Records provided →
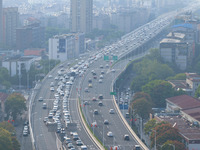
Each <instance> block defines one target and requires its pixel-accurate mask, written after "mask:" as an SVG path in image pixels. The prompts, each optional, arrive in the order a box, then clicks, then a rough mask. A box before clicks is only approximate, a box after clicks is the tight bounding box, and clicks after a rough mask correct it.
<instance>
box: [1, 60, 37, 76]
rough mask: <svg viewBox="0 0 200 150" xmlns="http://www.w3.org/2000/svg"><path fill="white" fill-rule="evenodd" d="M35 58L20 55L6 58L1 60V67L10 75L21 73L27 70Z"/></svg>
mask: <svg viewBox="0 0 200 150" xmlns="http://www.w3.org/2000/svg"><path fill="white" fill-rule="evenodd" d="M36 59H37V58H34V57H20V58H17V59H12V58H11V59H7V60H4V61H2V67H4V68H6V69H7V70H8V72H9V74H10V76H12V77H13V76H15V75H20V76H21V75H22V72H23V71H26V72H27V71H29V70H30V68H31V64H33V63H34V62H35V60H36Z"/></svg>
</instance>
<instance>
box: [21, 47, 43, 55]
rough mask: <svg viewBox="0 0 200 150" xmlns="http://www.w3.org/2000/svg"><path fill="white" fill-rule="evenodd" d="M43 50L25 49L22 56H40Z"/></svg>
mask: <svg viewBox="0 0 200 150" xmlns="http://www.w3.org/2000/svg"><path fill="white" fill-rule="evenodd" d="M43 51H45V49H27V50H24V56H41V55H42V52H43Z"/></svg>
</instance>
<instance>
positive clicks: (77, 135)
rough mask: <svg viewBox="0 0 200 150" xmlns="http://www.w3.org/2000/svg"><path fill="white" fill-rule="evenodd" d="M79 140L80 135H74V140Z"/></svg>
mask: <svg viewBox="0 0 200 150" xmlns="http://www.w3.org/2000/svg"><path fill="white" fill-rule="evenodd" d="M78 139H79V136H78V134H77V133H74V134H73V140H74V141H76V140H78Z"/></svg>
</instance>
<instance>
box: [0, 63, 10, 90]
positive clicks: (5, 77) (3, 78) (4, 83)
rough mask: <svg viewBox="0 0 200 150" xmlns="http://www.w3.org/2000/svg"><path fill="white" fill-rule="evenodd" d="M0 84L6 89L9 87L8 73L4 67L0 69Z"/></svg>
mask: <svg viewBox="0 0 200 150" xmlns="http://www.w3.org/2000/svg"><path fill="white" fill-rule="evenodd" d="M0 84H2V85H3V86H5V87H6V88H7V89H8V88H10V86H11V83H10V75H9V72H8V70H7V69H6V68H4V67H0Z"/></svg>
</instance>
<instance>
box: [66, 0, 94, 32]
mask: <svg viewBox="0 0 200 150" xmlns="http://www.w3.org/2000/svg"><path fill="white" fill-rule="evenodd" d="M70 20H71V21H70V22H71V23H70V28H71V32H84V33H88V32H90V31H91V30H92V24H93V23H92V22H93V0H71V1H70Z"/></svg>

What needs to be done → Please extract exactly, and only, the lines from the line containing "box: [0, 63, 10, 90]" through the last line of the records.

Written answer →
box: [0, 63, 10, 90]
positive clicks: (5, 77) (3, 78) (4, 83)
rough mask: <svg viewBox="0 0 200 150" xmlns="http://www.w3.org/2000/svg"><path fill="white" fill-rule="evenodd" d="M0 84L6 89L9 87L8 73L4 67L0 69Z"/></svg>
mask: <svg viewBox="0 0 200 150" xmlns="http://www.w3.org/2000/svg"><path fill="white" fill-rule="evenodd" d="M0 84H2V85H3V86H5V87H6V88H7V89H8V88H10V86H11V83H10V75H9V72H8V70H7V69H6V68H4V67H0Z"/></svg>
</instance>
<instance>
box: [66, 0, 94, 32]
mask: <svg viewBox="0 0 200 150" xmlns="http://www.w3.org/2000/svg"><path fill="white" fill-rule="evenodd" d="M70 20H71V21H70V22H71V23H70V28H71V32H84V33H88V32H90V31H91V30H92V24H93V23H92V22H93V0H71V1H70Z"/></svg>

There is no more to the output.